Another Hole In The AAL Boat As Kings and Cavalry Point Fingers

The AAL can have its victory lap after this weekend’s down-to-the-wire games involving its top two seeds, but the undercurrent of cancellations besieging this league hit riptide status when the Rochester Kings and New England Cavalry failed to play their scheduled game at the Bill Gray’s Iceplex on Saturday.

The game was one of four to be cancelled last weekend, twice as many as were played. With so many other cancellations now on the books, what’s the big deal about this one? Well, given the complete communication breakdown of all interested parties, Cavalry v. Kings is the most effective dipstick yet for measuring the depth of the league’s dysfunction.

Granted, each folding team presses CEO Tony Zefiretto and President Jack Bownman into a meatball surgery of the schedule that would make Hawkeye Pierce and Trapper John wince. To their credit, the pair was surgical in dispatching the Atlanta Havoc to Carolina on Saturday after both teams had opponents bail, and the result was memorable as the Energy took down the Havoc and their unbeaten season. But as Zefiretto and Bowman were plugging holes in their sinking ship, the Kings and Cavalry were shooting new ones into it.

After a scheduling snafu caused the Cavalry to no-show in Rochester earlier this season, Saturday’s scheduled matchup figured to happen. Yet, while the Iceplex facilities team remained “ready, willing, and able” to accommodate the game, Kings owner Felix Joyner and Cavalry principal owner Kevin Corbin hadn’t spoken in nearly two weeks, each pointing at the other in communications sent to the AAL’s front office. Rather than bringing both parties together like responsible parents, Zefiretto and Bowman sided with Joyner and allowed him to cancel out last Friday, leaving the Lattimore rink (the centerpiece of Bill Gray’s four-rink facility) and its 2,500 empty seats in darkness Saturday night.

Communications that have come out in the aftermath of the aborted game reveal two ownership groups that couldn’t establish an ongoing dialog. Corbin presented Fifty Yarder with a series of emails that were exchanged between his staff and Joyner as early as March 8 to begin preparations for this game. The emails show the Cavalry took the early initiative to confirm the game and work out details, and in a cordial last exchange on May 20 the Kings provided lodging information to the Cavs, who responded with a request for a game-day itinerary.

__PROVIDED MATERIAL__.

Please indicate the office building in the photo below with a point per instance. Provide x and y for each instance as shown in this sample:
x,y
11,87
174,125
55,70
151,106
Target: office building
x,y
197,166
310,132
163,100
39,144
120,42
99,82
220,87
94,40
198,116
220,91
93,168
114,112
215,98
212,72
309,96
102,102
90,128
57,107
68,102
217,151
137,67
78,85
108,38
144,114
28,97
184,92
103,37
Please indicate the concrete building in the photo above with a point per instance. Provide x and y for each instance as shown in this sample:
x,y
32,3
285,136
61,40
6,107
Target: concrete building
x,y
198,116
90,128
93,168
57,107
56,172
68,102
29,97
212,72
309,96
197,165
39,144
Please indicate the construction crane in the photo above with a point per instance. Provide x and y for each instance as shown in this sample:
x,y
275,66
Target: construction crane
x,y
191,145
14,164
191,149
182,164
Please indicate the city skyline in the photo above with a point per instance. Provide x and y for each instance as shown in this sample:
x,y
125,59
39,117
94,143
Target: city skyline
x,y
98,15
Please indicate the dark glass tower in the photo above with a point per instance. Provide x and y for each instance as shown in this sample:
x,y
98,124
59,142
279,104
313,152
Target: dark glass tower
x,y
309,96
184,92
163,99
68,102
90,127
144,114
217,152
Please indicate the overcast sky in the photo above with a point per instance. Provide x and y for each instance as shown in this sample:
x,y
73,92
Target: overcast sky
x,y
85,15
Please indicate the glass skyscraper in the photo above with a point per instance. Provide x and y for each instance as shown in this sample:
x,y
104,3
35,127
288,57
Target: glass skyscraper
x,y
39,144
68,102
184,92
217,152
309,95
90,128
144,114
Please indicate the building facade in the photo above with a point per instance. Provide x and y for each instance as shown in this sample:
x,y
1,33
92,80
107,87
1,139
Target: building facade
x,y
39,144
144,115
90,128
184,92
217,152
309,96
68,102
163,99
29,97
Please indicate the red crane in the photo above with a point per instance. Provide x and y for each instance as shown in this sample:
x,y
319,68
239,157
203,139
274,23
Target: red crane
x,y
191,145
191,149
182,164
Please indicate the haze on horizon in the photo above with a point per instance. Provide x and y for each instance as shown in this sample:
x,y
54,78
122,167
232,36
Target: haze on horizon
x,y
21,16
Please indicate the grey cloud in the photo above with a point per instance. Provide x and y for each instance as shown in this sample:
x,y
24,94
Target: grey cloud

__YOUR INSTRUCTIONS__.
Please check each statement against the article on the cancelled Kings–Cavalry game, answering yes or no and quoting the words of the article that decide it: (a) Last weekend, twice as many games were cancelled as were played. (b) The Iceplex facilities team was unable to host the game. (c) The last email exchange, on May 20, was hostile.

__YOUR SOLUTION__.
(a) Yes: "The game was one of four to be cancelled last weekend, twice as many as were played."
(b) No: "the Iceplex facilities team remained “ready, willing, and able” to accommodate the game"
(c) No: "in a cordial last exchange on May 20 the Kings provided lodging information to the Cavs"